** start TEXT **

Reimagining Atlantis
“The Earth is a very small stage in a vast cosmic arena…Our posturings, our imagined self-importance, the delusion that we have some privileged position in the Universe, are challenged by this point of pale light.
Our planet is a lonely speck in the great enveloping cosmic dark. In our obscurity, in all this vastness, there is no hint that help will come from elsewhere to save us from ourselves.”
Carl Sagan, “Pale Blue Dot”
Located in the Andamen Sea 12 nautical miles off Thailand’s coast, the first seastead – a two-story octagonal house – arose last year because a couple wanted to live free from state interference. Why choose to do so? “With a seasteading government where you vote with your house, the government would always be limited,” as some supporters described, “and if the government ever got too big, you could take your house and you could leave…So from a parenting and family standpoint, seasteading is the freedom to raise your children the way you want to.”

** end TEXT **
** start PROVIDED INFORMATION **

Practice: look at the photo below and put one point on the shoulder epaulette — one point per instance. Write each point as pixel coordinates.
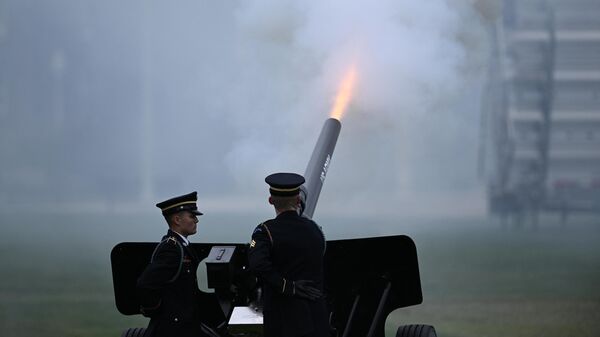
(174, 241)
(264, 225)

** end PROVIDED INFORMATION **
** start PROVIDED INFORMATION **

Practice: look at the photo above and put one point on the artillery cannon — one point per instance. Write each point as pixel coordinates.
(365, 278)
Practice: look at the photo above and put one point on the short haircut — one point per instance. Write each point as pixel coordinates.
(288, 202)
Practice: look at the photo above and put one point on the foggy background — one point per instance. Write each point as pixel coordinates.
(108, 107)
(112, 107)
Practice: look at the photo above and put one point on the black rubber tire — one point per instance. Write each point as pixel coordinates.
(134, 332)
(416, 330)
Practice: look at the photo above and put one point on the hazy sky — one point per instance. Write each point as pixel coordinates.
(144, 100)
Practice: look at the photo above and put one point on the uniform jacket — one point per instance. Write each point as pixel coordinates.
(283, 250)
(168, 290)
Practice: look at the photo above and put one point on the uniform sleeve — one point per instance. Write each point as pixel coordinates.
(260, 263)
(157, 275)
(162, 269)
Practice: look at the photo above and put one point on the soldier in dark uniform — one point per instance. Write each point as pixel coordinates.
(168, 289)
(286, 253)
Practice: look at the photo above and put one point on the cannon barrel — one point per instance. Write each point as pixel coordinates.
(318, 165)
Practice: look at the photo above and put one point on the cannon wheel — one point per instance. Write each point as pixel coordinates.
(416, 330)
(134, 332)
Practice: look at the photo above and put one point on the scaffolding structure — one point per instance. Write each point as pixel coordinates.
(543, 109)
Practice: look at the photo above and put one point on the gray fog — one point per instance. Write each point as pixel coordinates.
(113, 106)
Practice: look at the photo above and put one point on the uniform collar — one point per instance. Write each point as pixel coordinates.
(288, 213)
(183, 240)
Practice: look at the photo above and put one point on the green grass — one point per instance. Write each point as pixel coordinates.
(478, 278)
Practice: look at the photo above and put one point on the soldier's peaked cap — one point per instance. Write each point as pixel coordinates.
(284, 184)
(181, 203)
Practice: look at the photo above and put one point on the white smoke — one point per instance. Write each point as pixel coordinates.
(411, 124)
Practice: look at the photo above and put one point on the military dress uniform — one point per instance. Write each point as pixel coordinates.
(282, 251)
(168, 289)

** end PROVIDED INFORMATION **

- WRITTEN EXERCISE -
Reproduce the passage of the seasteading text from "Reimagining Atlantis" up to and including "of pale light.", word for word.

- RESPONSE TO THIS EXERCISE -
Reimagining Atlantis
“The Earth is a very small stage in a vast cosmic arena…Our posturings, our imagined self-importance, the delusion that we have some privileged position in the Universe, are challenged by this point of pale light.